→ **WHAT THE TASK ASKS**
Starting at the line that contains "Put a dot on each instance of the white hair" and ending at the end of the listing, write out those lines again, requests included, scaling every coordinate in the answers by 1.3 and rounding each result to a whole number with halves rounded up. Reproduce only those lines.

Labeled-object pointing listing:
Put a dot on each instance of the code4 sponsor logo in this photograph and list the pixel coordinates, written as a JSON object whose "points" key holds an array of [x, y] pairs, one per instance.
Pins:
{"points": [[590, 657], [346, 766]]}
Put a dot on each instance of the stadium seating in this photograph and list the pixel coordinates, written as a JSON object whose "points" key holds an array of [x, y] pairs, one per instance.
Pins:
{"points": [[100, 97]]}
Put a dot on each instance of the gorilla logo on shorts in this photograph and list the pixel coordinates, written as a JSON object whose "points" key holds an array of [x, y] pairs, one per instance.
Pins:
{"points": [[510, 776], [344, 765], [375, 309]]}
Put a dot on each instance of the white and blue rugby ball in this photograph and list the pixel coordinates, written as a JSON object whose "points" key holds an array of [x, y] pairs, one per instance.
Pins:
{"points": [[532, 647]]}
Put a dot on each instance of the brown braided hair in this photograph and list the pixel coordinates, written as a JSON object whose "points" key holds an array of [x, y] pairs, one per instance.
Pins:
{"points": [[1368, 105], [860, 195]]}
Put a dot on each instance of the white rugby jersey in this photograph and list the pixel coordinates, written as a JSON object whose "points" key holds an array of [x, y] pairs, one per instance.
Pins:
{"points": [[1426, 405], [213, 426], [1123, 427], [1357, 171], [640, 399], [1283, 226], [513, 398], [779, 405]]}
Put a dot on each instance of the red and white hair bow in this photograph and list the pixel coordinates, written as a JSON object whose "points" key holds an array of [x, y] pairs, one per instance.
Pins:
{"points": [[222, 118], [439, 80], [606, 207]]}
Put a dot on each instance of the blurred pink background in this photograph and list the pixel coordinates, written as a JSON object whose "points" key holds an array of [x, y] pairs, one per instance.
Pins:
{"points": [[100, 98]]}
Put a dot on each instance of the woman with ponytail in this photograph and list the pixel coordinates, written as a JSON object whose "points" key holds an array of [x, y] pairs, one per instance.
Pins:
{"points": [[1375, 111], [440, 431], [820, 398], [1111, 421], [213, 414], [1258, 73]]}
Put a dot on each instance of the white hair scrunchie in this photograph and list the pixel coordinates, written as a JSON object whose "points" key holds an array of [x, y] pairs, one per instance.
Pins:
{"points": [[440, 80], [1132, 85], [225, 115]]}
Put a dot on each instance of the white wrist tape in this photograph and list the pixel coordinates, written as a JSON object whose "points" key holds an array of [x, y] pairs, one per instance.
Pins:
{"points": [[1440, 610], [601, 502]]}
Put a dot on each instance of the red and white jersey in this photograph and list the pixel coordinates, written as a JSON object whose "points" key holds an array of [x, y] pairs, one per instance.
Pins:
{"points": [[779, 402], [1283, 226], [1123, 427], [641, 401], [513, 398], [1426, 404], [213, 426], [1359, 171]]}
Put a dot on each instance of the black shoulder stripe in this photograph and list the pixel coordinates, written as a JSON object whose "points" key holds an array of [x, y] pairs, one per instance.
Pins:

→ **COMPLETED EXERCISE**
Put a dot on each instance of the white hair scrunchie in this photograph and list the pixel coordinates, written as a JSON object whose "points" key holds an array of [x, y] pairs, one per instance.
Pins:
{"points": [[572, 104], [1472, 111], [293, 150]]}
Put a dot on each instance of the white wrist tape in this photograph and list the pixel coordinates, written as a JSON object whose "points" key holds an array of [x, y] pairs, one per instance.
Pins:
{"points": [[1872, 793], [781, 653]]}
Put a dot on each instance of the red and white jersey in this photograph and list the pixel coordinates, written as a JSON object whose "points" key holds an array of [x, y] pairs, one per instance.
Pins:
{"points": [[1013, 523], [1668, 294], [1460, 555], [833, 521], [667, 517], [1854, 525], [277, 554], [1767, 222]]}
Put a dot on each instance of the black shoulder stripe in this photograph and list the pixel coordinates, written as a JSON object whose "points" key holds an array of [x, y] pairs, one per instance.
Pins:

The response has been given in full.